■ Task brief
Reproduce verbatim the final portion of the material below, from the line containing "Target: grass field" through its last line, and nothing else.
**** Supplied data ****
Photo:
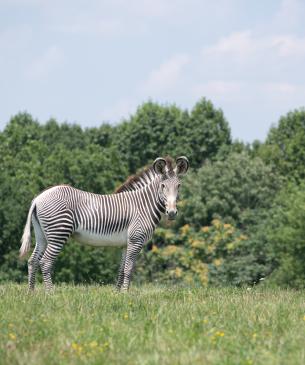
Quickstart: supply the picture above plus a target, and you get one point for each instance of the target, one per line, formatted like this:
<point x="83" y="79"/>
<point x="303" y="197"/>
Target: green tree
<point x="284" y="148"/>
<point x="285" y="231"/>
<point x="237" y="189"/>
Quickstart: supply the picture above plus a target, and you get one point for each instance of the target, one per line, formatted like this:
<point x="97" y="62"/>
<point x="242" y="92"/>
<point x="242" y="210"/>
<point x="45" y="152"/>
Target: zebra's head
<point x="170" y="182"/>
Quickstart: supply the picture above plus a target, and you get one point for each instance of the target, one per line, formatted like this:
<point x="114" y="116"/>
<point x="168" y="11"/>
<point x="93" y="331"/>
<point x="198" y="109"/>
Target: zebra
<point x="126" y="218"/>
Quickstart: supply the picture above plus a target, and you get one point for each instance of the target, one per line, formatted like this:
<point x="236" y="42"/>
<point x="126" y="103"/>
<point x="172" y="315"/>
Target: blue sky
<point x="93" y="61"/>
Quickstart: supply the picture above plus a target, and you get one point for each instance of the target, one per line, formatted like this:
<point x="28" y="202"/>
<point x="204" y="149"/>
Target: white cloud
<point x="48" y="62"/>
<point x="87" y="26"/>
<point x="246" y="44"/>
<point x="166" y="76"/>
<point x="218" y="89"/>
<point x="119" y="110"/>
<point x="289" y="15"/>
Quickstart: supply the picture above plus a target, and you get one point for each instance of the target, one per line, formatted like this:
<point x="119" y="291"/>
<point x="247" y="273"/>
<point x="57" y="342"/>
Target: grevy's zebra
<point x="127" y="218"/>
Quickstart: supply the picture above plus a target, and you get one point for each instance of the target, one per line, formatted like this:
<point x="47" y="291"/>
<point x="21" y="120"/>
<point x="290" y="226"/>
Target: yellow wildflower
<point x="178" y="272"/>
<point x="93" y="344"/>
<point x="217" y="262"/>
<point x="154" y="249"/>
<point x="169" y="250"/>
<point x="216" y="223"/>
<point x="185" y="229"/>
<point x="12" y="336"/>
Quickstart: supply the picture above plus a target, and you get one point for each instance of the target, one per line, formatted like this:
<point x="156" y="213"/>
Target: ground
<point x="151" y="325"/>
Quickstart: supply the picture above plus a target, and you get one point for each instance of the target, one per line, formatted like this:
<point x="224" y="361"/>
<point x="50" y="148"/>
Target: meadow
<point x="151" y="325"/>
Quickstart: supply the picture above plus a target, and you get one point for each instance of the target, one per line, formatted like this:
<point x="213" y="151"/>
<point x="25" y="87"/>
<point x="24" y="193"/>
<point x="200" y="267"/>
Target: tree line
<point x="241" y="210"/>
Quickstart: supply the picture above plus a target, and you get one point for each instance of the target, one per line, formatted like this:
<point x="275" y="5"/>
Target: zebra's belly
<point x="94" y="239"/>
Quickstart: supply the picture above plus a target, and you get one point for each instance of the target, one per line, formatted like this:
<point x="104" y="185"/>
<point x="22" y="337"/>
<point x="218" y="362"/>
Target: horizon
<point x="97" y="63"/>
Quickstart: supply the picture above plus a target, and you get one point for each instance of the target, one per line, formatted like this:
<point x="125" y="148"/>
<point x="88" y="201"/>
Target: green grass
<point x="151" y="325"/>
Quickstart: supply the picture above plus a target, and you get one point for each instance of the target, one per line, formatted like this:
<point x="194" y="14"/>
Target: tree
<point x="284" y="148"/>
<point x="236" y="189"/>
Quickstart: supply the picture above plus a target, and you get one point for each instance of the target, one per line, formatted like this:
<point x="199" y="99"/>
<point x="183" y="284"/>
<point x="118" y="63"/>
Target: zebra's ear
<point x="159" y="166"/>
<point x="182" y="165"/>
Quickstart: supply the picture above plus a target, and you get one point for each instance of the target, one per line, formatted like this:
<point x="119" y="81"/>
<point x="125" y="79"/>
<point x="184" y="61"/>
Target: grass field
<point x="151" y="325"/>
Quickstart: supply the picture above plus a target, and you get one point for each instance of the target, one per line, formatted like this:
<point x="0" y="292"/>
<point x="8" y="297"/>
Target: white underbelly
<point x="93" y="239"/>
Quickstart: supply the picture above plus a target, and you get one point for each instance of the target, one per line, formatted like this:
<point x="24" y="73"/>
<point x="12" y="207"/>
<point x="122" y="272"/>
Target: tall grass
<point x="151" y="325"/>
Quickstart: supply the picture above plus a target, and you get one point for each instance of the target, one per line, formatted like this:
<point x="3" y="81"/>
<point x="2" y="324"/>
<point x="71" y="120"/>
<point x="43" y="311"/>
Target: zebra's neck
****
■ Solved problem
Target: grass field
<point x="151" y="325"/>
Quickstart: supply the picture above plus a target, and you get one point for each instance of the target, one per line, formatted like this:
<point x="0" y="292"/>
<point x="8" y="297"/>
Target: white underbelly
<point x="93" y="239"/>
Quickstart: supply the picture above plus a target, and you get one point for each instance of the target, one per line, formatted like this:
<point x="24" y="73"/>
<point x="12" y="207"/>
<point x="122" y="272"/>
Target: tall grass
<point x="151" y="325"/>
Quickstart: supply the picture above plus a target, and you get one point for each instance of the target, one per line, formatted like this:
<point x="3" y="81"/>
<point x="2" y="324"/>
<point x="71" y="120"/>
<point x="43" y="311"/>
Target: zebra's neck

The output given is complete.